* Direction: Decide whether the cash flow text below supports each statement. Answer yes or no, and quote the words from the text that settle it. (a) Cash is named as the most important asset for most businesses. (b) The post is the first in a series. (c) The series is meant to help small businesses and entrepreneurs prepare to apply for an SBA loan.

How to optimize your cash flows

Financial planning and coordination often result in a stronger financial position.  In this post, we discuss how to optimize your cash flows.

Business success is in large part determined by how well the business owner manages their assets. The most important asset for most businesses is cash. For this reason, operating cash flow is amongst one of the most important metrics to track. The most successful business owners and entrepreneurs monitor these numbers to indicate how their business is performing. They are also very helpful in discovering patterns and trends that can help the business owner expand on strengths or address shortcomings.  In this blog post, we learn how to optimize your cash flows.

This blog post is the third in a series, behind ‘10 steps to better manage your cash flow in times of crisis‘ and ‘Planning for disruptions to your cash flows‘ intended to help small businesses and entrepreneurs prepare to apply for an SBA loan to grow their business.

* Provided data:
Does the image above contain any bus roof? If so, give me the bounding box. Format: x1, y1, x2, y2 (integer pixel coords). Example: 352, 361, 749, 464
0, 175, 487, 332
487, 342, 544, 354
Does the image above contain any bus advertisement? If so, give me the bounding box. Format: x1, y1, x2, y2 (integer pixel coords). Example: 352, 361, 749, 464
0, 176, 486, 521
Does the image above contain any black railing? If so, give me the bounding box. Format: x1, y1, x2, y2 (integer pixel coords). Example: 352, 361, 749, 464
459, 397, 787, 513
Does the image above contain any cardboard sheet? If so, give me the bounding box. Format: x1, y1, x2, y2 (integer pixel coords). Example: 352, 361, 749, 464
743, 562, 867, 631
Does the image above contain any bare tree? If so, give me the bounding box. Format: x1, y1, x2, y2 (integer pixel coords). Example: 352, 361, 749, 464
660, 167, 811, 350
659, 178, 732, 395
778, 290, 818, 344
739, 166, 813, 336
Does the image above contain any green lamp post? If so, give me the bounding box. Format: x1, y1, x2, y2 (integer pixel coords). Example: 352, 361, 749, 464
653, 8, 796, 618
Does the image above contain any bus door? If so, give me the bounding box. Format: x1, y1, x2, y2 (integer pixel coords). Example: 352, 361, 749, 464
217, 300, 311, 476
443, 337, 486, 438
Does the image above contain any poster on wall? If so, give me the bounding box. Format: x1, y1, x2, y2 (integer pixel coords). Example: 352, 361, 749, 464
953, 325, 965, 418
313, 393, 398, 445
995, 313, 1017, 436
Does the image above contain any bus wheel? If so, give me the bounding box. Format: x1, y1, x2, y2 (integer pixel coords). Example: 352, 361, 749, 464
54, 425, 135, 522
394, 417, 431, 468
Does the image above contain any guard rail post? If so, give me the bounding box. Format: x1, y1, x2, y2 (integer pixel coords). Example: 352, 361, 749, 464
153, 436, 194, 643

* Written reply:
(a) Yes: "The most important asset for most businesses is cash."
(b) No: "This blog post is the third in a series"
(c) Yes: "intended to help small businesses and entrepreneurs prepare to apply for an SBA loan to grow their business."